■ Sağlanan metin:
---

Hafta sonları çamaşır askısından alıp giydirdiğim çok oluyor. Çok kırışık olmadığı sürece sorun değil.

4) Terlik mi, sandalet mi?

İkisi de. Crocs'unu terlik olarak kullanıyor genelde.

Sandalet de gezmeye giderken falan giydiriyorum.

5) Şapka sorun mu? Nasıl çözüyorsunuz?

Yok. Sağolsun Çınarişkom itiraz etmez şapkaya.

Hatta ben unutursam kendisi söyler "şapka tak" diye.




6) Mayo kullanıyor musunuz? Öneriler?




Evet. Mothercare'in mayolarını seviyorum. Bu sene tuvaletini söylediği için dar, boxer tarzı mayolardan almıştım ama 24-36 ay büyük geldi.

Ben de geçen sene aldığım su sızdırmayan mayosunu giydirdim. Hafif küçük gelse de yine de idare etti. Amaç kapatmak olunca işe yaradı işte :)

Onları pek sevmiyorum aslında. Çünkü suyu iyice emdiği için kurumak bilmiyor.

Zaten çocuklara 2 tane mayo almak lazım. Islak kalmamaları için.

Burcu Kipa'nın mayolarını tavsiye etmişti. Gidip bakamadım. Bulursam onlardan alacağım.


9 Haziran 2010 Çarşamba

Güne Merhaba


Ben evimi, Çınar babasını, bakıcı ablasını ve oyuncaklarını özlemiş. Didim'deyken hiiiç babasını sormayan yazlıkçı ördeğimin babasını özlemediğini düşünmüştüm.
Havaalanında onu gördüğünde, bacaklarının önünde kafasını eğip durdu ve babasının tepki vermesini bekledi. Babası da tepkisiz gülümseyerek durdu. Sonra üzgün üzgün kafası eğik, elleriyle oynamaya başladı. Babadan gelen "hadi sarıl oğlum" tepkisiyle ona bir yapıştı pir yapıştı. O andan beri yapışık geziyorlar.

---

■ Görev listesi:
1) Blog yazısına göre aşağıdaki soruları yanıtlayın:
(a) Çocuk terlik olarak genelde neyi kullanıyor?
(b) Kipa'nın mayolarını kim tavsiye etmiş?
(c) Havaalanında babanın çocuğa söylediği söz nedir?
2) Blog yazısında geçen marka ve mağaza adlarının tamamını sıralayın.
3) Blog yazısındaki "4) Terlik mi, sandalet" ifadesinden "mu? Nasıl çözüyorsunuz?" ifadesine kadar olan bölümü hiç değiştirmeden yeniden yazın.

Konum belirleme kayıtları:
---

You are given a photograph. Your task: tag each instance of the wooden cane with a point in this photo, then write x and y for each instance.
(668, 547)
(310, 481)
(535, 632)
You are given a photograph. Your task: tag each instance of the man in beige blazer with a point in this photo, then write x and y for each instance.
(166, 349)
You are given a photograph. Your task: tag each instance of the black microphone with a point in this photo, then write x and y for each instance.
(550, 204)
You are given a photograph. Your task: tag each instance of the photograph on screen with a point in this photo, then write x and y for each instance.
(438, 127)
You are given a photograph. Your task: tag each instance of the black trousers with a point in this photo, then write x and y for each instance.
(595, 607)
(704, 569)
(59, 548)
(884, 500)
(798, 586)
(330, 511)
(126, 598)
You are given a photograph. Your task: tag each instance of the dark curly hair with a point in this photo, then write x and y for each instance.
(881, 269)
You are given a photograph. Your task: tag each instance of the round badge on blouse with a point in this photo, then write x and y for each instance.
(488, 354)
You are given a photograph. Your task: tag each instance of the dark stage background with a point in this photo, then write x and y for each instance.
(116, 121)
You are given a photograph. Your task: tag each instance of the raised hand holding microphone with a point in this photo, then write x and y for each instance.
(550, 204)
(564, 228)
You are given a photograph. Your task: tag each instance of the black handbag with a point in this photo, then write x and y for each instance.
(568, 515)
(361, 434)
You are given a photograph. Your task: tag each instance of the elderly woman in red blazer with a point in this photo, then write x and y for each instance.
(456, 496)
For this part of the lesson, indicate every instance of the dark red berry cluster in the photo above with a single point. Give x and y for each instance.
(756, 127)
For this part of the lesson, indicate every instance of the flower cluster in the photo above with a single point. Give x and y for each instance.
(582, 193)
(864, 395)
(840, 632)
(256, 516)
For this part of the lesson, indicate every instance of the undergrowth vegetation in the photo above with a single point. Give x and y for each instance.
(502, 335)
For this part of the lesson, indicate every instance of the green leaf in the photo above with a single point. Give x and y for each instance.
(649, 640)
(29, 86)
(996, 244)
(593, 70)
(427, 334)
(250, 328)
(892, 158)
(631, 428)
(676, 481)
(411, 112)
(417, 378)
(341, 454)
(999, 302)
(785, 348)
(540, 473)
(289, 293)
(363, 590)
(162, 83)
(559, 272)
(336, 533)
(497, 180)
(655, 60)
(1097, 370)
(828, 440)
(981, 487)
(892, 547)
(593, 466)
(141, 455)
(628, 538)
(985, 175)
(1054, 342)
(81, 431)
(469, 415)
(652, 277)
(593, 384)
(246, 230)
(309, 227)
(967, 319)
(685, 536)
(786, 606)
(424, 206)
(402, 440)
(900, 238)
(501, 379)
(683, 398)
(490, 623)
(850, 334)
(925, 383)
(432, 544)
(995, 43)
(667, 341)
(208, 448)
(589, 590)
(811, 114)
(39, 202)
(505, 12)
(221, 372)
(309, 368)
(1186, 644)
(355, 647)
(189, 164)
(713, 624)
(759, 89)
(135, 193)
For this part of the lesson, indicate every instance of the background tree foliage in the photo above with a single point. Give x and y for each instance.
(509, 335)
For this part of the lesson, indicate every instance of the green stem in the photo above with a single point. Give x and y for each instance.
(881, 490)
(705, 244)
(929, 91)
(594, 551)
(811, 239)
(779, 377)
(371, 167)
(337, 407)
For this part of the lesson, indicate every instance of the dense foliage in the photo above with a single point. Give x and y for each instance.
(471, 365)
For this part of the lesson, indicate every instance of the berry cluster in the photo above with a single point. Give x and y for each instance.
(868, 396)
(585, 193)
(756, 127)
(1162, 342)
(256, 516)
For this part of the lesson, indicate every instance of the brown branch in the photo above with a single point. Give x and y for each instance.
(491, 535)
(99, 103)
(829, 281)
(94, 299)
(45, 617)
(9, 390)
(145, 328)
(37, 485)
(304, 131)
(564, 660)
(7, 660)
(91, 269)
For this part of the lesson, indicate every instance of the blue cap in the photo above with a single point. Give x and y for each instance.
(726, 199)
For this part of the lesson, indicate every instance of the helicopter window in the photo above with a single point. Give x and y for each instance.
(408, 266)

---

■ Görev sonuçları:
1)
(a) Crocs'unu.
(b) Burcu.
(c) "hadi sarıl oğlum"

2) Crocs, Mothercare, Kipa

3)
4) Terlik mi, sandalet mi?

İkisi de. Crocs'unu terlik olarak kullanıyor genelde.

Sandalet de gezmeye giderken falan giydiriyorum.

5) Şapka sorun mu? Nasıl çözüyorsunuz?